▸ **EXTRAIT CHOISI**
>>>>>
Pour ces trois niveaux de fiction, je place donc toujours l’image au centre, en la considérant   comme véhicule d’un savoir. Car je défends aussi, à travers cet ouvrage, un point de vue épistémologique : l’imagerie politique n’est pas simplement là pour être décryptée, ce que je ne prétends pas faire, mais j’invite d’autres disciplines à s’en saisir pour caractériser un jeu institutionnel, les affects qui traversent une nation ou l’inconscient collectif.

Si 75 millions de personnes ont voté pour Trump, s’il a réussi à obtenir 11 millions de voix de plus qu’à la dernière élection, c’est aussi à cause de ce que ses images véhiculent. 

LVSL – En s’attaquant à un tel sujet, vous vous placez dans la lignée de la Théorie critique et notamment du sociologue Horkheimer, qui examinait le fascisme en étudiant les préjugés racistes au sein d’une population. En tant que spécialiste de l’image, vous vous intéressez aux productions audiovisuelles de Trump et aux effets qu’elles produisent en suivant la même démarche : d’abord décrire, pour expliquer et idéalement éradiquer un phénomène. 

D. Z. – Je fais référence au texte de Horkheimer qui introduit un livre sur la figure de « l’agitateur américain » dans les années 30 et 40 (Les Prophètes du mensonge de Norbert Guterman et Leo Löwenthal). Le texte de Horkheimer est très important car il prend au sérieux les scènes spectaculaires, visuelles et sonores, de l’agitateur.
<<<<<
▸ **À COMPLÉTER**
1. Traduisez en anglais cette phrase de l’extrait sur les images de Trump : « Si 75 millions de personnes ont voté pour Trump, s’il a réussi à obtenir 11 millions de voix de plus qu’à la dernière élection, c’est aussi à cause de ce que ses images véhiculent. »
2. Rédigez la suite de l’entretien sur l’imagerie politique de Trump, en reprenant après la dernière phrase de l’extrait choisi.

▸ **DONNÉES EXTRAITES**
>>>>>
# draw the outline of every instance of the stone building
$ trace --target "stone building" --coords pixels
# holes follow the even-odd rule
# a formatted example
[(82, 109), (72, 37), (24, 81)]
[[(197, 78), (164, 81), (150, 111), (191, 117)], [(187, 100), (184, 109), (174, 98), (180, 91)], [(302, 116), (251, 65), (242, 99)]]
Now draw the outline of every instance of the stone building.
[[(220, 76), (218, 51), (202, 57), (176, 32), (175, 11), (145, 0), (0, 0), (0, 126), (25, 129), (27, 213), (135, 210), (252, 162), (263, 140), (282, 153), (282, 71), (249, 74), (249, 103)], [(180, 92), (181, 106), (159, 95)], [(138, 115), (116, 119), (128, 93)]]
<<<<<
▸ **EXERCICES CORRIGÉS**
1. If 75 million people voted for Trump, if he managed to win 11 million more votes than in the last election, it is also because of what his images convey.

2.
Par rapport aux enjeux contemporains, j’essaye de dépasser toute opposition un peu trop tranchée entre une culture populaire soi-disant aliénante, et puis tout un domaine supposé noble des productions artistiques. L’iconographie du livre en témoigne : des grands noms de l’histoire du cinéma jouxtent des captures d’écran des scènes de catch ou d’émission de télé-réalité. Plus fondamentalement, j’utilise le cinéma pour mieux appréhender comment toute cette imagerie hétéroclite marche. Le cinéma a une histoire, et possède des outils qui sont aussi des armes pour nous aider à ouvrir les yeux sur le fonctionnement verbal, la gestuelle, la représentation du corps, du visage, de la bouche des leaders politiques. Le vocabulaire d’analyse filmique est très utile pour comprendre ce qu’il se passe dans ces images qui sont supposées être « pauvres », et les disciplines artistiques, souvent mises de côté par les visual ou cultural studies, ont une vraie légitimité pour aborder des phénomènes contemporains de ce genre. 

C’est aussi une manière de prolonger ce que dit Foucault à propos de l’intellectuel spécifique : il faut réfléchir et lutter chacun dans son champ, et la description est déjà une première étape dans le mien. Quand il s’intéresse à l’hôpital ou à la prison, Foucault déclare que son travail relève d’abord de la description, notamment de rapports de force, et c’est déjà beaucoup. Cela suppose une posture modeste au sens où elle évite une condescendance par rapport à ces objets. Barthes, dans ses Mythologies dont je cite le texte sur le catch, fait la même chose.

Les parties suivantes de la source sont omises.